Work request » Until the last line is reached, keep transcribing the material exactly.

Exercise data »
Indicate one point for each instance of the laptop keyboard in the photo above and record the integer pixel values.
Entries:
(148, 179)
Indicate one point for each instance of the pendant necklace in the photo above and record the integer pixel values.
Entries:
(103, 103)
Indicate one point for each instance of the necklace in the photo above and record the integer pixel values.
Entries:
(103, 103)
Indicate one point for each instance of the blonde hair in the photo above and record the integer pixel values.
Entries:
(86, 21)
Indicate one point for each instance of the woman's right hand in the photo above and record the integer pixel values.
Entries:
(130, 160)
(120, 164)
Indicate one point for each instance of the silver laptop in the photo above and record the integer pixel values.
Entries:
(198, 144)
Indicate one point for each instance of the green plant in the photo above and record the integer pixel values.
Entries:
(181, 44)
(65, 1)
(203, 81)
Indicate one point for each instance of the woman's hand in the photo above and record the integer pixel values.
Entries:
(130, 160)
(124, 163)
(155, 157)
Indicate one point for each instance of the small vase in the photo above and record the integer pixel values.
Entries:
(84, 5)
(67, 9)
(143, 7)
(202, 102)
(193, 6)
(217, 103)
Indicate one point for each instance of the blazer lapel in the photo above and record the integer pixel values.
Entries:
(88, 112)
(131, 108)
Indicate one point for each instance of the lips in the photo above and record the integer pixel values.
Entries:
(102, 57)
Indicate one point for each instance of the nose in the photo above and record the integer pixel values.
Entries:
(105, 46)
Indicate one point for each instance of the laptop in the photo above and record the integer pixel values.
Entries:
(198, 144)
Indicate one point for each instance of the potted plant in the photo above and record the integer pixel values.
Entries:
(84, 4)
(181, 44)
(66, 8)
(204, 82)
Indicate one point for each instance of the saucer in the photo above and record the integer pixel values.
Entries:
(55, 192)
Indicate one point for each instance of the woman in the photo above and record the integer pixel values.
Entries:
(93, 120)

Written solution »
Indicate one point for each instance of the laptop keyboard in the photo above and record the integer pixel values.
Entries:
(148, 179)
Indicate one point for each instance of the pendant necklace in the photo above and record the integer pixel values.
Entries:
(103, 103)
Indicate one point for each instance of the necklace in the photo above and record the integer pixel values.
Entries:
(103, 103)
Indicate one point for each instance of the blonde hair in the photo above and record the integer pixel values.
Entries:
(86, 21)
Indicate one point for each instance of the woman's right hand in the photo above and record the integer pixel values.
Entries:
(130, 160)
(120, 164)
Indicate one point for each instance of the silver laptop in the photo above and record the integer pixel values.
Entries:
(198, 144)
Indicate one point for each instance of the green plant in the photo above and record the integer pixel values.
Entries:
(181, 44)
(65, 1)
(203, 81)
Indicate one point for each instance of the woman's hand in the photo above and record the integer pixel values.
Entries:
(130, 160)
(124, 163)
(155, 157)
Indicate one point for each instance of the small vase in the photo above and record the integer pixel values.
Entries:
(84, 5)
(67, 9)
(143, 7)
(202, 102)
(193, 6)
(217, 103)
Indicate one point for each instance of the blazer lapel in the photo above and record the integer pixel values.
Entries:
(88, 112)
(131, 108)
Indicate one point for each instance of the lips in the photo above and record the integer pixel values.
Entries:
(102, 57)
Indicate one point for each instance of the nose in the photo above and record the integer pixel values.
Entries:
(105, 46)
Indicate one point for each instance of the laptop in the photo above and record the integer pixel values.
Entries:
(198, 144)
Indicate one point for each instance of the potted plant in the photo above and record the integer pixel values.
Entries:
(84, 4)
(181, 44)
(66, 8)
(204, 82)
Indicate one point for each instance of the saucer in the photo above and record the integer pixel values.
Entries:
(55, 192)
Indicate one point for each instance of the woman in the photo above and record the integer pixel values.
Entries:
(93, 120)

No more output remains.